◆ **Problems and tasks**:
(A) List the full name of every person named in the article about Department of Social Services workers.
(B) Reproduce the article about Department of Social Services workers from the words "Social workers gathered" up to and including the words "turned away again.".

◆ **Passage to read**:
========
Social workers gathered on the steps of the state Capitol last week to express their anger with leadership at the Department of Social Services. AFSCME Council 4 employees said Commissioner Patricia Wilson-Coker’s administration has allowed caseloads to reach unmanageable levels, while employee morale has plummeted.  The Department of Social Services did not return several calls for comment. Belinda May, union president and DSS eligibility services supervisor, said Thursday the department is woefully understaffed with many employees carrying up to 1,000 cases. She said clients who come to its offices for services are being turned away and told to come back the next day only to be turned away again.

“By failing to provide critical medical and food benefit assistance in a timely fashion, agency leadership harms our clients and places the state’s taxpayers in legal jeopardy,” DSS employees wrote to Gov. M. Jodi Rell. The letter, signed by 700 or 70 percent of the department’s employees, included a petition of “no-confidence” in Wilson-Coker.May said the department should lobby the legislature to restore approximately 240 DSS employees laid off in 2003 while John G. Rowland was governor. The Rowland-Rell administration laid off 3,000 state employees that year to fund a budget deficit. Instead of department staff positions, May said the agency leaders lobbied to increase funding and decrease caseloads for private nonprofits that contract with the department to deliver some agency services. May said caseloads at non profits average around 100 cases per employee, which is one-tenth the number her DSS staff handles. She said most employees don’t even check their voicemail anymore because they don’t have time to listen to the dozens of messages. She said a new employee was overwhelmed her first day with 500 unopened pieces of mail. “My staff cries,” May said. “I go home not feeling very good about my job.” She said she began work at the agency in 1976 to help people and “it’s frustrating when you can’t.“The employees said Thursday that they were hoping to use election-year leverage to help convince Rell to use her influence on the legislature and increase funding for department staff. Rell has been influenced by public pressure in the past. On the eve of her re-election announcement, Rell ordered her administration to release documents sought in an ongoing dispute over the public’s right to know how HMOs are running HUSKY, the state’s healthcare program for struggling families.
========
[Records from a data collection]
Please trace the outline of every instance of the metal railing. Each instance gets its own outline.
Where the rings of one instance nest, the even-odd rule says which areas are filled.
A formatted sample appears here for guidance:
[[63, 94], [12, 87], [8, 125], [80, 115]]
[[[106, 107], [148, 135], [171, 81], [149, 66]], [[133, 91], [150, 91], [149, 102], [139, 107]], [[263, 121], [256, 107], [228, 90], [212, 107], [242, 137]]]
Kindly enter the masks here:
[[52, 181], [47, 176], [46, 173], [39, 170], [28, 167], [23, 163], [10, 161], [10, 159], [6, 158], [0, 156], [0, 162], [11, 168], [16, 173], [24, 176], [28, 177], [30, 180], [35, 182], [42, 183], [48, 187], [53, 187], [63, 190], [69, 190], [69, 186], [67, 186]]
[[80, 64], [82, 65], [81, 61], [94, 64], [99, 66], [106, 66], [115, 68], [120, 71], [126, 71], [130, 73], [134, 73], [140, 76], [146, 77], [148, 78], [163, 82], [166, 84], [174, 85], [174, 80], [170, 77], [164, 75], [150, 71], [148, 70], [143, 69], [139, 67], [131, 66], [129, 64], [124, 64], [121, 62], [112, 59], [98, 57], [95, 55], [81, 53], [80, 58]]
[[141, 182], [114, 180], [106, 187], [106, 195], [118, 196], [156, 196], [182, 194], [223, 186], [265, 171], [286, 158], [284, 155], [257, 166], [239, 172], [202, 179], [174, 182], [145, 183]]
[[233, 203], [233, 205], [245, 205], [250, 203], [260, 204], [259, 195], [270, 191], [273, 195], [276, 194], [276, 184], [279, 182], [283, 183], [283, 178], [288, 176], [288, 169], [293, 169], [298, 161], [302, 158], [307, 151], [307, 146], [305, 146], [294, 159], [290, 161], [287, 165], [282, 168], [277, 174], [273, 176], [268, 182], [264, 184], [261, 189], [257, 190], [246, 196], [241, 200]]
========
◆ **Results of the exercise**:
(A)
Patricia Wilson-Coker
Belinda May
M. Jodi Rell
John G. Rowland

(B)
Social workers gathered on the steps of the state Capitol last week to express their anger with leadership at the Department of Social Services. AFSCME Council 4 employees said Commissioner Patricia Wilson-Coker’s administration has allowed caseloads to reach unmanageable levels, while employee morale has plummeted.  The Department of Social Services did not return several calls for comment. Belinda May, union president and DSS eligibility services supervisor, said Thursday the department is woefully understaffed with many employees carrying up to 1,000 cases. She said clients who come to its offices for services are being turned away and told to come back the next day only to be turned away again.